> WHAT TO WORK ON: Render every line of the listing below as a Markdown table with the columns Row and Line, numbering the rows and omitting blank lines.

----

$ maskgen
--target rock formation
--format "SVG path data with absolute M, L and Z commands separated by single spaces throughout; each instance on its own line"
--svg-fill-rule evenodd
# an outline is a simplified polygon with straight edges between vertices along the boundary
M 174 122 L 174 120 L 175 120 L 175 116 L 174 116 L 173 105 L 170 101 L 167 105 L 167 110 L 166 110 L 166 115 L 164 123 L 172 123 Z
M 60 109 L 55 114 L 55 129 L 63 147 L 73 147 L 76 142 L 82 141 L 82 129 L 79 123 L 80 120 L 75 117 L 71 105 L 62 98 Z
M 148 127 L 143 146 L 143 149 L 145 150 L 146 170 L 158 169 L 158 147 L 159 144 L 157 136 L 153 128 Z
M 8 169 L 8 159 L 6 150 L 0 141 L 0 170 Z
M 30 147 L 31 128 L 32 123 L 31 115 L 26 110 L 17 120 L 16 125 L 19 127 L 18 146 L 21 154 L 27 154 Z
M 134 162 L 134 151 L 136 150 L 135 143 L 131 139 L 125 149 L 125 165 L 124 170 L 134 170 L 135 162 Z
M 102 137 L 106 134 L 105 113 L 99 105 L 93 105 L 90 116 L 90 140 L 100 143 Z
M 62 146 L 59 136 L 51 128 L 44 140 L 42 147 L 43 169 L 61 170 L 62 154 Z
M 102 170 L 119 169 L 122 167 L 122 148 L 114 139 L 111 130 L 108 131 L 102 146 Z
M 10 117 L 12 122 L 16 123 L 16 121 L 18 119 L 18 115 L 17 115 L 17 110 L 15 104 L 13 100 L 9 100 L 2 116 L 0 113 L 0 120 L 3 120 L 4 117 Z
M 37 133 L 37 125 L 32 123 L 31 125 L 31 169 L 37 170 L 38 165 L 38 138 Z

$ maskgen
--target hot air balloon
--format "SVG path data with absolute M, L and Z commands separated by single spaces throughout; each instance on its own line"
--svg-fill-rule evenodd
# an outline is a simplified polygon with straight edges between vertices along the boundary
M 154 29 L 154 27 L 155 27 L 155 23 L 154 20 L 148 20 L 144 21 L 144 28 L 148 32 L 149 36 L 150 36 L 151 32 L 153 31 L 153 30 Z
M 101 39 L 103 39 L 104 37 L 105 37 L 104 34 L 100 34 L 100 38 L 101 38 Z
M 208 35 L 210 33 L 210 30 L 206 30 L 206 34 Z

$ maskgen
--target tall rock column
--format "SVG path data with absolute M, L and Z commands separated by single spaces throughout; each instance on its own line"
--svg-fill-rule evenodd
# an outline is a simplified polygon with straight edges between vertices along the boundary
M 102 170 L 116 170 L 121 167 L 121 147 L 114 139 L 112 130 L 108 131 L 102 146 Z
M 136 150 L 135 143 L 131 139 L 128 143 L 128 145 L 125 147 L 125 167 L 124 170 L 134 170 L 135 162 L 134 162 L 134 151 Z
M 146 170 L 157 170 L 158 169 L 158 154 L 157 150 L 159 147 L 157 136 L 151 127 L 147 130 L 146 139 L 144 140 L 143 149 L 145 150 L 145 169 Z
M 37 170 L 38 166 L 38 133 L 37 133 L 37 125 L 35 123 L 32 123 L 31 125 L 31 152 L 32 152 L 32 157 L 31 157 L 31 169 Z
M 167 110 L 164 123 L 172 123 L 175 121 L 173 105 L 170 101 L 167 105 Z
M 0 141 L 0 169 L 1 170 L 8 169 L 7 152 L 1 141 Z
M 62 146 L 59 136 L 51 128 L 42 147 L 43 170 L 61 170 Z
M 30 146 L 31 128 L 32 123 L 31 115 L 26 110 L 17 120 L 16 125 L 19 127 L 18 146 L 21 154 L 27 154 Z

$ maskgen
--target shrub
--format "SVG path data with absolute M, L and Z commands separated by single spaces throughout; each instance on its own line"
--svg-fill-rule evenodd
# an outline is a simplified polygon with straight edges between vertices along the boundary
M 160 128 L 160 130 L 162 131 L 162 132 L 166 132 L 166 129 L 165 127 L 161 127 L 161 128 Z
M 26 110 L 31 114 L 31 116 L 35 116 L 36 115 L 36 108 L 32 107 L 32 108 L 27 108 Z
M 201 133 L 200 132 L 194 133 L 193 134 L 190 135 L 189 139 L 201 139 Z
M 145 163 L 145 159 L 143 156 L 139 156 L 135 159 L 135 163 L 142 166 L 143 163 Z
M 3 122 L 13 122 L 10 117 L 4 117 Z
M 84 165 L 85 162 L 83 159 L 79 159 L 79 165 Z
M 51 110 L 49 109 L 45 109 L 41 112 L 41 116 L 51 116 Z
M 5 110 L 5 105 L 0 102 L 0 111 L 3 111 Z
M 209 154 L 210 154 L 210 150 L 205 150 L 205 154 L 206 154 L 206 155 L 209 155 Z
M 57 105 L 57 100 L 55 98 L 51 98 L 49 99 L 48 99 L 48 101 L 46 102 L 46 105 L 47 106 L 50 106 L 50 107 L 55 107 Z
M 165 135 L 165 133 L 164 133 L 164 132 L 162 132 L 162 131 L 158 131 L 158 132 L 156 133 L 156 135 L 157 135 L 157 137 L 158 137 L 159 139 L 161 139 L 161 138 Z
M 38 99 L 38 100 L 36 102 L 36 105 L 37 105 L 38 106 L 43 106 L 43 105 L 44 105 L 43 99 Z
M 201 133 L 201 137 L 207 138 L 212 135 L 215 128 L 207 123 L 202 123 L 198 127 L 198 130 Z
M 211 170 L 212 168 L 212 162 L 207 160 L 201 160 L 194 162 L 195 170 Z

----

> OUTPUT:
| Row | Line |
|---|---|
| 1 | $ maskgen |
| 2 | --target rock formation |
| 3 | --format "SVG path data with absolute M, L and Z commands separated by single spaces throughout; each instance on its own line" |
| 4 | --svg-fill-rule evenodd |
| 5 | # an outline is a simplified polygon with straight edges between vertices along the boundary |
| 6 | M 174 122 L 174 120 L 175 120 L 175 116 L 174 116 L 173 105 L 170 101 L 167 105 L 167 110 L 166 110 L 166 115 L 164 123 L 172 123 Z |
| 7 | M 60 109 L 55 114 L 55 129 L 63 147 L 73 147 L 76 142 L 82 141 L 82 129 L 79 123 L 80 120 L 75 117 L 71 105 L 62 98 Z |
| 8 | M 148 127 L 143 146 L 143 149 L 145 150 L 146 170 L 158 169 L 158 147 L 159 144 L 157 136 L 153 128 Z |
| 9 | M 8 169 L 8 159 L 6 150 L 0 141 L 0 170 Z |
| 10 | M 30 147 L 31 128 L 32 123 L 31 115 L 26 110 L 17 120 L 16 125 L 19 127 L 18 146 L 21 154 L 27 154 Z |
| 11 | M 134 162 L 134 151 L 136 150 L 135 143 L 131 139 L 125 149 L 125 165 L 124 170 L 134 170 L 135 162 Z |
| 12 | M 102 137 L 106 134 L 105 113 L 99 105 L 93 105 L 90 116 L 90 140 L 100 143 Z |
| 13 | M 62 146 L 59 136 L 51 128 L 44 140 L 42 147 L 43 169 L 61 170 L 62 154 Z |
| 14 | M 102 170 L 119 169 L 122 167 L 122 148 L 114 139 L 111 130 L 108 131 L 102 146 Z |
| 15 | M 10 117 L 12 122 L 16 123 L 16 121 L 18 119 L 18 115 L 17 115 L 17 110 L 15 104 L 13 100 L 9 100 L 2 116 L 0 113 L 0 120 L 3 120 L 4 117 Z |
| 16 | M 37 133 L 37 125 L 32 123 L 31 125 L 31 169 L 37 170 L 38 165 L 38 138 Z |
| 17 | $ maskgen |
| 18 | --target hot air balloon |
| 19 | --format "SVG path data with absolute M, L and Z commands separated by single spaces throughout; each instance on its own line" |
| 20 | --svg-fill-rule evenodd |
| 21 | # an outline is a simplified polygon with straight edges between vertices along the boundary |
| 22 | M 154 29 L 154 27 L 155 27 L 155 23 L 154 20 L 148 20 L 144 21 L 144 28 L 148 32 L 149 36 L 150 36 L 151 32 L 153 31 L 153 30 Z |
| 23 | M 101 39 L 103 39 L 104 37 L 105 37 L 104 34 L 100 34 L 100 38 L 101 38 Z |
| 24 | M 208 35 L 210 33 L 210 30 L 206 30 L 206 34 Z |
| 25 | $ maskgen |
| 26 | --target tall rock column |
| 27 | --format "SVG path data with absolute M, L and Z commands separated by single spaces throughout; each instance on its own line" |
| 28 | --svg-fill-rule evenodd |
| 29 | # an outline is a simplified polygon with straight edges between vertices along the boundary |
| 30 | M 102 170 L 116 170 L 121 167 L 121 147 L 114 139 L 112 130 L 108 131 L 102 146 Z |
| 31 | M 136 150 L 135 143 L 131 139 L 128 143 L 128 145 L 125 147 L 125 167 L 124 170 L 134 170 L 135 162 L 134 162 L 134 151 Z |
| 32 | M 146 170 L 157 170 L 158 169 L 158 154 L 157 150 L 159 147 L 157 136 L 151 127 L 147 130 L 146 139 L 144 140 L 143 149 L 145 150 L 145 169 Z |
| 33 | M 37 170 L 38 166 L 38 133 L 37 133 L 37 125 L 35 123 L 32 123 L 31 125 L 31 152 L 32 152 L 32 157 L 31 157 L 31 169 Z |
| 34 | M 167 110 L 164 123 L 172 123 L 175 121 L 173 105 L 170 101 L 167 105 Z |
| 35 | M 0 141 L 0 169 L 1 170 L 8 169 L 7 152 L 1 141 Z |
| 36 | M 62 146 L 59 136 L 51 128 L 42 147 L 43 170 L 61 170 Z |
| 37 | M 30 146 L 31 128 L 32 123 L 31 115 L 26 110 L 17 120 L 16 125 L 19 127 L 18 146 L 21 154 L 27 154 Z |
| 38 | $ maskgen |
| 39 | --target shrub |
| 40 | --format "SVG path data with absolute M, L and Z commands separated by single spaces throughout; each instance on its own line" |
| 41 | --svg-fill-rule evenodd |
| 42 | # an outline is a simplified polygon with straight edges between vertices along the boundary |
| 43 | M 160 128 L 160 130 L 162 131 L 162 132 L 166 132 L 166 129 L 165 127 L 161 127 L 161 128 Z |
| 44 | M 26 110 L 31 114 L 31 116 L 35 116 L 36 115 L 36 108 L 32 107 L 32 108 L 27 108 Z |
| 45 | M 201 133 L 200 132 L 194 133 L 193 134 L 190 135 L 189 139 L 201 139 Z |
| 46 | M 145 163 L 145 159 L 143 156 L 139 156 L 135 159 L 135 163 L 142 166 L 143 163 Z |
| 47 | M 3 122 L 13 122 L 10 117 L 4 117 Z |
| 48 | M 84 165 L 85 162 L 83 159 L 79 159 L 79 165 Z |
| 49 | M 51 110 L 49 109 L 45 109 L 41 112 L 41 116 L 51 116 Z |
| 50 | M 5 110 L 5 105 L 0 102 L 0 111 L 3 111 Z |
| 51 | M 209 154 L 210 154 L 210 150 L 205 150 L 205 154 L 206 154 L 206 155 L 209 155 Z |
| 52 | M 57 105 L 57 100 L 55 98 L 51 98 L 49 99 L 48 99 L 48 101 L 46 102 L 46 105 L 47 106 L 50 106 L 50 107 L 55 107 Z |
| 53 | M 165 135 L 165 133 L 164 133 L 164 132 L 162 132 L 162 131 L 158 131 L 158 132 L 156 133 L 156 135 L 157 135 L 157 137 L 158 137 L 159 139 L 161 139 L 161 138 Z |
| 54 | M 38 99 L 38 100 L 36 102 L 36 105 L 37 105 L 38 106 L 43 106 L 43 105 L 44 105 L 43 99 Z |
| 55 | M 201 133 L 201 137 L 207 138 L 212 135 L 215 128 L 207 123 L 202 123 L 198 127 L 198 130 Z |
| 56 | M 211 170 L 212 168 L 212 162 L 207 160 L 201 160 L 194 162 L 195 170 Z |